■ Task details: Reproduce the entries below verbatim, starting at the first line and ending with the line that contains "column 38, row 72", both ends included. Omit the pictures from your output.

[Location identification entries]

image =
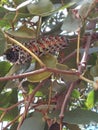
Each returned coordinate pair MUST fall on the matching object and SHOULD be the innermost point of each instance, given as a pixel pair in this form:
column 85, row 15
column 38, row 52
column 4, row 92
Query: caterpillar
column 42, row 46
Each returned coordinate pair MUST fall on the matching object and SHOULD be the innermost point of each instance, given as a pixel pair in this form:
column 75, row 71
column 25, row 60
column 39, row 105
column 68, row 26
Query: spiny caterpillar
column 42, row 46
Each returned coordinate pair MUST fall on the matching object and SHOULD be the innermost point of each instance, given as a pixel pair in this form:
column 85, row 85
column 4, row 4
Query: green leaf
column 75, row 93
column 35, row 122
column 41, row 7
column 49, row 61
column 71, row 23
column 79, row 116
column 94, row 71
column 2, row 43
column 4, row 67
column 8, row 99
column 22, row 32
column 90, row 100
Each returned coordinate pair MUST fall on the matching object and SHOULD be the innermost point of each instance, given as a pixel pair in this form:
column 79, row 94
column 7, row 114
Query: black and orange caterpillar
column 46, row 44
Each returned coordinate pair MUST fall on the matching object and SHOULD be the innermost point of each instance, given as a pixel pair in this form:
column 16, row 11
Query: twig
column 12, row 122
column 28, row 104
column 64, row 105
column 38, row 72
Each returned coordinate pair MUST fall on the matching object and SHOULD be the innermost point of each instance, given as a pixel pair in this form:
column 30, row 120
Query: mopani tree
column 48, row 64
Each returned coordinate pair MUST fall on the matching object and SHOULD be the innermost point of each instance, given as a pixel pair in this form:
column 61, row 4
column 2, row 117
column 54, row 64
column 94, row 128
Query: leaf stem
column 87, row 80
column 27, row 50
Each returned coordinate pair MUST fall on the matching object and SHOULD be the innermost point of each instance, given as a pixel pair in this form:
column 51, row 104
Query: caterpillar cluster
column 44, row 45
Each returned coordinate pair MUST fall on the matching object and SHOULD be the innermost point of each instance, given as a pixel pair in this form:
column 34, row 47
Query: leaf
column 69, row 77
column 90, row 100
column 80, row 116
column 35, row 122
column 66, row 77
column 62, row 66
column 94, row 71
column 75, row 93
column 2, row 43
column 4, row 67
column 85, row 8
column 22, row 32
column 41, row 7
column 55, row 126
column 8, row 99
column 49, row 61
column 2, row 12
column 71, row 23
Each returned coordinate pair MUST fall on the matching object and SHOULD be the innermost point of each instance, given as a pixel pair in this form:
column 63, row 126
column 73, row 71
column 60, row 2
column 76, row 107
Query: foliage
column 48, row 64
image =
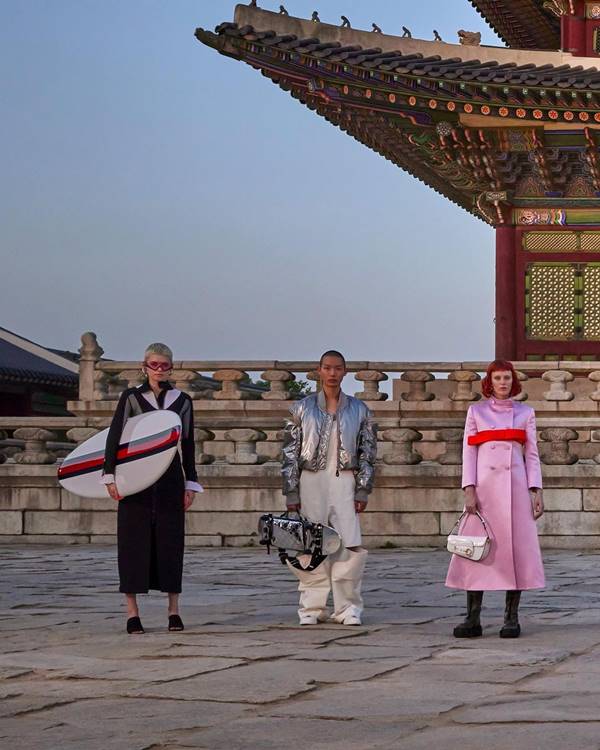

■ Expected answer:
image =
Each returned coordinate pair MUST fall on the matching object and SHOULD be the innermost point of each instance, given as a pixel pair in this form:
column 85, row 15
column 38, row 52
column 4, row 92
Query: caterpillar
column 42, row 46
Each returned coordinate pair MUST fall on the matching object and SHOULD be the innermost point of each instance, given as a pixel pair in this form:
column 75, row 71
column 25, row 60
column 39, row 105
column 68, row 26
Query: spiny caterpillar
column 42, row 46
Each returned coordinate pair MUST fall on the matching object and SHOULD be the innermost point of each instance, given as a pixel pair in this form:
column 85, row 85
column 4, row 4
Query: green leaf
column 75, row 93
column 35, row 122
column 41, row 7
column 49, row 61
column 71, row 23
column 79, row 116
column 94, row 71
column 2, row 43
column 4, row 67
column 8, row 99
column 22, row 32
column 90, row 100
Each returned coordinate pair MUST fall on the matching object and SHOULD be the innermost point of each instance, given as a pixel pair in this form:
column 79, row 94
column 7, row 114
Query: black and orange caterpillar
column 46, row 44
Each returned coordinate pair MUST fall on the matching object and SHOULD be the innermost point of each instance, given as a pixel pair in this form:
column 16, row 11
Query: twig
column 12, row 122
column 28, row 104
column 64, row 105
column 38, row 72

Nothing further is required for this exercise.